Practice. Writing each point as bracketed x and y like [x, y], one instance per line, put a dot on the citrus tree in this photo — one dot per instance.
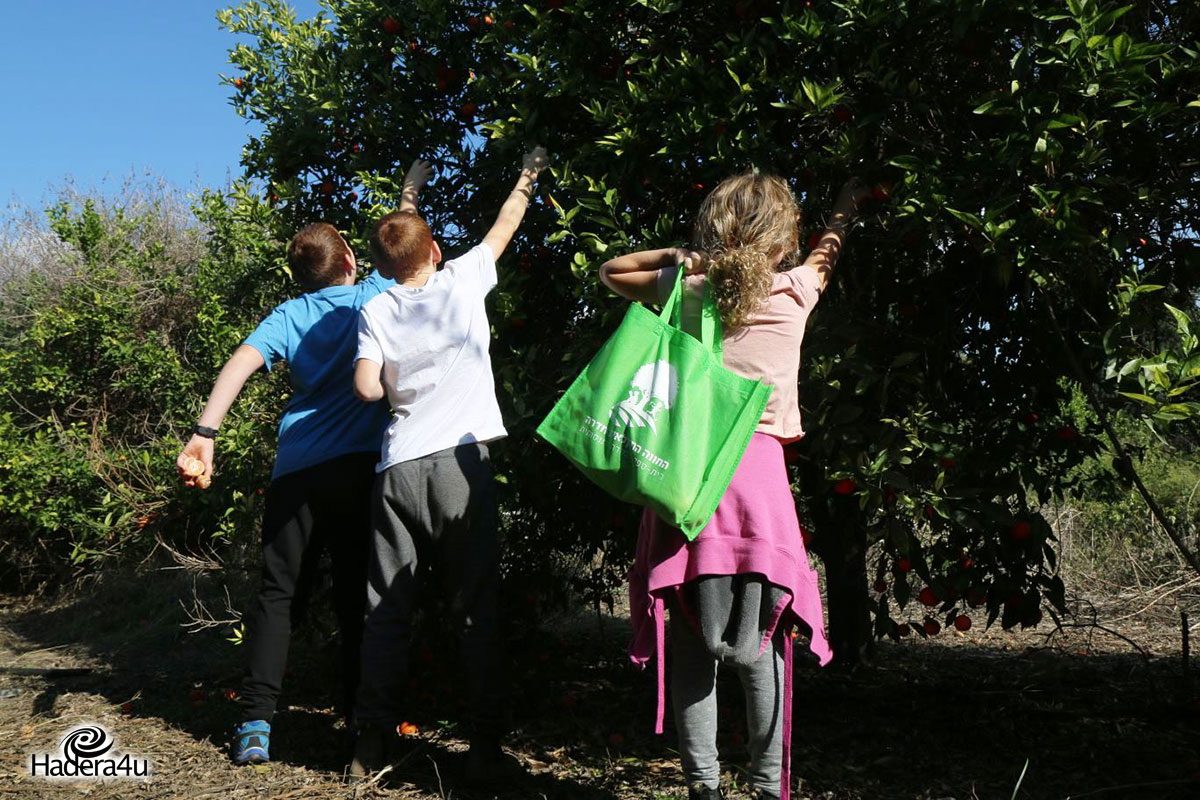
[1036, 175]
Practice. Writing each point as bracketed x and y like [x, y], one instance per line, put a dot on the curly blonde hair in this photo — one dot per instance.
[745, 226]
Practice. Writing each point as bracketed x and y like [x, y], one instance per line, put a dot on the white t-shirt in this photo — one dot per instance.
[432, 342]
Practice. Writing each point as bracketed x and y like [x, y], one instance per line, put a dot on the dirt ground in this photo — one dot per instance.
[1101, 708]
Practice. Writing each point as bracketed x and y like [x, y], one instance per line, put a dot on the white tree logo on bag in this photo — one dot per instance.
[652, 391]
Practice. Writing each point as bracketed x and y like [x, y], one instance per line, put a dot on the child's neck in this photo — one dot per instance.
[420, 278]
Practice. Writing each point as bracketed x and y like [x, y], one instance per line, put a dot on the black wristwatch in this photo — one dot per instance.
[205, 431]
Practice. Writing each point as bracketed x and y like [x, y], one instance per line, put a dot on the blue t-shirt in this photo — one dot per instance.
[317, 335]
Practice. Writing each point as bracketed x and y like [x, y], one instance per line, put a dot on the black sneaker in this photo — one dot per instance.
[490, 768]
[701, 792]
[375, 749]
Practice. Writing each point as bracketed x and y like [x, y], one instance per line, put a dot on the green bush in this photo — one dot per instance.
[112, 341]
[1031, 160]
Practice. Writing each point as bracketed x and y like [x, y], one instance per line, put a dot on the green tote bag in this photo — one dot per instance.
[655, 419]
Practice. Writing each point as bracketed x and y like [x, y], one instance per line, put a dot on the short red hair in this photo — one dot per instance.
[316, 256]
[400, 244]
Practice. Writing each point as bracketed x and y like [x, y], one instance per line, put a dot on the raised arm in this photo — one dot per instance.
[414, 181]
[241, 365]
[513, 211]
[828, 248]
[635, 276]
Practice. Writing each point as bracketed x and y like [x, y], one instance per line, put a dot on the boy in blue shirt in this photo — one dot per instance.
☆ ☆ ☆ ☆
» **AIM**
Return every entry above word for word, without the picture.

» **THE SOLUTION**
Practice. Writing each point as bracketed x and y like [x, y], one instance per line, put a dot on the citrus tree in this photo — one dot per instance.
[1036, 175]
Practice. Writing each point as bracketed x and y like [x, y], one instance per line, put a dot on the curly blonde hair in this photo — one dot per instance.
[745, 226]
Practice. Writing each point as bracketed x and y like [x, y], one instance per line, put a dot on the white t-shirt in this photo — one dot per instance.
[432, 342]
Practice. Writing each point as bracketed x and y like [x, y], one instance per line, put a dot on the dirt ground in this photo — one dot per instance.
[1101, 708]
Practice. Writing each point as bracketed x and y like [x, y], one instance per line, put a dot on the white tree logo on bag in this photo — one dot per instance.
[652, 391]
Practice. Writing each point as bracketed x and y like [x, y], one instance per line, put a dot on the child's neck in this photo — one dot per instance.
[420, 278]
Practice. Writing each point as bracketed x and y like [x, y], one instance per line, put a dot on the black wristwatch in this photo — one dot per instance.
[205, 431]
Practice. Writing each point as bracketed x and y like [x, y], one instance per line, put a dot on the blue t-shirt in this photo — one dot per instance.
[317, 335]
Practice. Writing each point as bracketed x and y like [x, y], one instance per line, put a dot on the black sneaker in this photo — one dot per instance.
[490, 768]
[701, 792]
[375, 749]
Practice. Writing each point as bracketed x and y like [x, y], one instance per line, put a dot on the green bush in this photo — one dot per instance.
[112, 341]
[1031, 160]
Practice. Writing each point as bracketed x and y like [x, y], one instance per line, put a dot on the green tote bag in this photo — one dot per instance.
[655, 419]
Practice. Writing each point as bracketed x and y like [x, y], one instance per line, put a dot on the short red hair in this photo — one dot per instance.
[316, 256]
[400, 244]
Practice. Writing each point as bracketed x and y like [x, y], one instance per line, put a dot on the raised arm in this photo — one dot per instance.
[414, 181]
[241, 365]
[513, 211]
[828, 248]
[635, 276]
Practice. Writing each point as bracketed x and y like [x, y], one instance per line, put a dot on the boy in blue shirt in this photo — one dot per instance.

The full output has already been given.